• [Task statement]: Can you return the lines of the records below without any change, starting at the line that contains "Where can the bridge guardrail" and stopping after the line that contains "point(306, 250)"?

Point placement records
┄┄┄┄┄┄

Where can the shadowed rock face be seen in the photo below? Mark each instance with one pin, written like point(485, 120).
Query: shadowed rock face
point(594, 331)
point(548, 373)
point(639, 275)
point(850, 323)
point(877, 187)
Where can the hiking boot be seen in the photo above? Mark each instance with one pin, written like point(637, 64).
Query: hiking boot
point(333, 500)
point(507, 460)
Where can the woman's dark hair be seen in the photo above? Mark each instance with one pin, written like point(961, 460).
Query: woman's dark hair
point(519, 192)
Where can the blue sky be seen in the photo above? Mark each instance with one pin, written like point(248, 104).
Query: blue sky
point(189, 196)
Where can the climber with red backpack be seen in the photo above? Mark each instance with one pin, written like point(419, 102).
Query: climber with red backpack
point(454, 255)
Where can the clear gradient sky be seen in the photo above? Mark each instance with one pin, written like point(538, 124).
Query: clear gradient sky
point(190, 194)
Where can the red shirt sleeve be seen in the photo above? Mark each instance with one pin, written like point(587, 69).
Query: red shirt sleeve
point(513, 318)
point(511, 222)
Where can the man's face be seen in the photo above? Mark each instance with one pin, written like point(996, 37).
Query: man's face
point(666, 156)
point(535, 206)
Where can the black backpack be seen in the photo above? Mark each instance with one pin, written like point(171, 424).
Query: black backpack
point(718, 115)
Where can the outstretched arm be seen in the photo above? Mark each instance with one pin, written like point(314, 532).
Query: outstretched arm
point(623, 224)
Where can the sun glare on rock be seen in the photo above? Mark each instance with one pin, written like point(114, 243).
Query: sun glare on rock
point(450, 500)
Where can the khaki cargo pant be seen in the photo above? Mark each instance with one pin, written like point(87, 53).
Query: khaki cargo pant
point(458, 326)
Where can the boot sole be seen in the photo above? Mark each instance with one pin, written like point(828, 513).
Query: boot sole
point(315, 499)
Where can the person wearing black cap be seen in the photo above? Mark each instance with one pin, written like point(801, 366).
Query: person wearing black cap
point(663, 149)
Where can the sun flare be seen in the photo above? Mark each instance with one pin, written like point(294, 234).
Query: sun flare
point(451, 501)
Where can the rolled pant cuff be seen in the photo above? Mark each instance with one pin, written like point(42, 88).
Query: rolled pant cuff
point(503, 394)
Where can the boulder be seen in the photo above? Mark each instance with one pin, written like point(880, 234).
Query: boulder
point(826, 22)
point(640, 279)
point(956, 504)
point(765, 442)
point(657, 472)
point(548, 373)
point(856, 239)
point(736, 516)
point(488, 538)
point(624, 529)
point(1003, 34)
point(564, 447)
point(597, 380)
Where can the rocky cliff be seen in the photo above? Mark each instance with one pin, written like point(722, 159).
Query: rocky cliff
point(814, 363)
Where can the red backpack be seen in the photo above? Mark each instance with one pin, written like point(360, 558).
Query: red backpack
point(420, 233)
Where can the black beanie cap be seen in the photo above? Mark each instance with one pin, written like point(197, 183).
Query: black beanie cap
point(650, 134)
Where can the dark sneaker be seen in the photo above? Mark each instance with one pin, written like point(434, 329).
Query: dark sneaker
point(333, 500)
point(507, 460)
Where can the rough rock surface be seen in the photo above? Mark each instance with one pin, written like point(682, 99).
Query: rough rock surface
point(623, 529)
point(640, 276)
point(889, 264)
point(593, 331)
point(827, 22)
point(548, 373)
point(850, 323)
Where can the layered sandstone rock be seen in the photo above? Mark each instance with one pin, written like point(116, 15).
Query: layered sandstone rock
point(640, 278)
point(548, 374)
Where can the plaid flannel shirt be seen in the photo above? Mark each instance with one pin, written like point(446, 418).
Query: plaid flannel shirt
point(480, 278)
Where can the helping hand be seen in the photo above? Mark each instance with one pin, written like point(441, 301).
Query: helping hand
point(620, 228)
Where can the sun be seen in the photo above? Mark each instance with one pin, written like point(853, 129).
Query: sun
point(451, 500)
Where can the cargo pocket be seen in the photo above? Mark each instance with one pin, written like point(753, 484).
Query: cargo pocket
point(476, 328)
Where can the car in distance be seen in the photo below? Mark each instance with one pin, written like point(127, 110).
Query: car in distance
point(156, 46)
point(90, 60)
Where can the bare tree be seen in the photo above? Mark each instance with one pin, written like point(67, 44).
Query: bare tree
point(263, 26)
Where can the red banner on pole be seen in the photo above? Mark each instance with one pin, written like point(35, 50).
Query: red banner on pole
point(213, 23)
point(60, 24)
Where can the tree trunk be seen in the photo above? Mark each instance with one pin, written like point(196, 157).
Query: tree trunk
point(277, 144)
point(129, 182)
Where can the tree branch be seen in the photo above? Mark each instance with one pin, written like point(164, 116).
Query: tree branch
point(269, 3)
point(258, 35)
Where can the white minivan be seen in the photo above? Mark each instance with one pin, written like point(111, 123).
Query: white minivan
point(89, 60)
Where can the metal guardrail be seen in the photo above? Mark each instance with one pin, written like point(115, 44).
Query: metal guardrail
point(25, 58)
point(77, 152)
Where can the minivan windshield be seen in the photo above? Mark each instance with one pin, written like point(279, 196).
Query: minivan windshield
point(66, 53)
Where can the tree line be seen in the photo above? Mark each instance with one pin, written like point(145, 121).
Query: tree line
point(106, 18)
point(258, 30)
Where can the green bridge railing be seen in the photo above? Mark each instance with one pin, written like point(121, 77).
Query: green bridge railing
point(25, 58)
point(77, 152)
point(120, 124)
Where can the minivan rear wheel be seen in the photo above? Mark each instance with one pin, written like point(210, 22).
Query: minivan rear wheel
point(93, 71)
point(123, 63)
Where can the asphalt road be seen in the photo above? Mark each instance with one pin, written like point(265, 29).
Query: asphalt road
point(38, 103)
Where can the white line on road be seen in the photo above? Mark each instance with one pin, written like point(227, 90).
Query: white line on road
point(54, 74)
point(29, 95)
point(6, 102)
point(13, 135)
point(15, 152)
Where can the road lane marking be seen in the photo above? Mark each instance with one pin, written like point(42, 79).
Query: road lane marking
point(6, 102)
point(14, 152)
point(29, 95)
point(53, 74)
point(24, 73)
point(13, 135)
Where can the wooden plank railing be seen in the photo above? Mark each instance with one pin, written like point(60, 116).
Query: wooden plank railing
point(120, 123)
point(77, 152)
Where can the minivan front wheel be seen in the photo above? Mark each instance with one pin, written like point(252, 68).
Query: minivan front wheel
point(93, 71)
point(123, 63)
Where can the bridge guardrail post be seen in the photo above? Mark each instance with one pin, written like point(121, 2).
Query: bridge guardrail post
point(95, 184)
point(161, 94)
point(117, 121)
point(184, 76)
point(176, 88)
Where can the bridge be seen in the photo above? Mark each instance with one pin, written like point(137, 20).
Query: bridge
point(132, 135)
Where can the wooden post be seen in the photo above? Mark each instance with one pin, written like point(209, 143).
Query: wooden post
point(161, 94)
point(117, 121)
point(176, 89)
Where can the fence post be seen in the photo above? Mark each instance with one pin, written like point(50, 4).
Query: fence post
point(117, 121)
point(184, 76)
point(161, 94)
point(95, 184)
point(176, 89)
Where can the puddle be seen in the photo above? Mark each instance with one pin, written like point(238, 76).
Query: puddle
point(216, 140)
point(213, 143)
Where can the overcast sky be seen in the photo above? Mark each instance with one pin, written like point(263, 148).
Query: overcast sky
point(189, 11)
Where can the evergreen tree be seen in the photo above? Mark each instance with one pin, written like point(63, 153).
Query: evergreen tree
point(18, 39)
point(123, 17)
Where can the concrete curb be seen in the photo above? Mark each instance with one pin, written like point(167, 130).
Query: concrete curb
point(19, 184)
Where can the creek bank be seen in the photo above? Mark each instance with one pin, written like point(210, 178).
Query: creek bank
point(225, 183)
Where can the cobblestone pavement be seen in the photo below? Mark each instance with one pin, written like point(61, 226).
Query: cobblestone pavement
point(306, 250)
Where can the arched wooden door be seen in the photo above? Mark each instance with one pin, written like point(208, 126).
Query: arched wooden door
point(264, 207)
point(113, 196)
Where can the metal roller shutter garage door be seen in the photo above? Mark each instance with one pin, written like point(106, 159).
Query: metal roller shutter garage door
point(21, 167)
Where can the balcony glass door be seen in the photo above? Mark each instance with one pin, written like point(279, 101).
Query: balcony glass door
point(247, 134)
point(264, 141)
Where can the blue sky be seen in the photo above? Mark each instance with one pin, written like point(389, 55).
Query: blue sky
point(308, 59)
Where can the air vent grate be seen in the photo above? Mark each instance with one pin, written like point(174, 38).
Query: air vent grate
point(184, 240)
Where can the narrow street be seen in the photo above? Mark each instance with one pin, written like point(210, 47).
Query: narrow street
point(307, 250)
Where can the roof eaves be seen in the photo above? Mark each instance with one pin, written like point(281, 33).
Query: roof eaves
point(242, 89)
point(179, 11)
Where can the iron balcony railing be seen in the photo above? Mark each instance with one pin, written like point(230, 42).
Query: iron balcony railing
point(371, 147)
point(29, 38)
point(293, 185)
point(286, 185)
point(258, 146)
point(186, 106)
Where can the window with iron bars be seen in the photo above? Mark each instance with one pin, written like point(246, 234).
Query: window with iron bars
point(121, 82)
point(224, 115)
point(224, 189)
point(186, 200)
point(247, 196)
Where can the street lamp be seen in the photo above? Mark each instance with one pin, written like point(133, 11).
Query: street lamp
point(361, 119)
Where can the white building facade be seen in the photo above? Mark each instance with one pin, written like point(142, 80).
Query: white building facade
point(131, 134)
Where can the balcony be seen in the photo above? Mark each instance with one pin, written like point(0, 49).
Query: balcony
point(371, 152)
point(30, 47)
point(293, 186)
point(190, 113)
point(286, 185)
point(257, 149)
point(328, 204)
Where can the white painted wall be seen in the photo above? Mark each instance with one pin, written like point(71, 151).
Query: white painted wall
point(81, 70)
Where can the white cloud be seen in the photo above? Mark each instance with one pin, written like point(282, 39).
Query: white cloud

┄┄┄┄┄┄

• [Exercise solution]:
Where can the bridge guardrail post be seen in the photo above? Mark each instance with one pin, written like point(121, 2).
Query: bridge guardrail post
point(95, 184)
point(161, 94)
point(117, 121)
point(184, 76)
point(176, 88)
Where can the bridge be seen in the photo above? Mark each instance with one pin, written like point(137, 20).
Query: bridge
point(132, 135)
Where can the wooden post be seen in the photo above? Mark each instance with one pin, written like point(209, 143).
Query: wooden post
point(161, 94)
point(117, 121)
point(176, 89)
Where can the fence post be seen in the photo above? Mark each instance with one pin, written like point(50, 4).
Query: fence post
point(117, 121)
point(184, 76)
point(161, 94)
point(95, 184)
point(176, 89)
Where can the puddle be seen in the photo above? Mark each instance with one pin, written like point(238, 76).
Query: puddle
point(216, 140)
point(213, 143)
Where can the overcast sky be seen in the photo above? Mark each instance with one pin, written like point(263, 148).
Query: overcast sky
point(189, 11)
Where can the evergreen tree be seen in the photo above? Mark each instance with one pin, written like point(63, 153).
Query: evergreen tree
point(18, 39)
point(123, 17)
Where can the concrete curb be seen in the photo above? Mark each instance with one pin, written like point(167, 130).
Query: concrete curb
point(19, 184)
Where can the creek bank be seen in the photo above? Mark each instance with one pin, written like point(210, 178).
Query: creek bank
point(225, 183)
Where can the cobblestone pavement be seen in the photo below? Mark each instance with one pin, written like point(61, 226).
Query: cobblestone pavement
point(306, 250)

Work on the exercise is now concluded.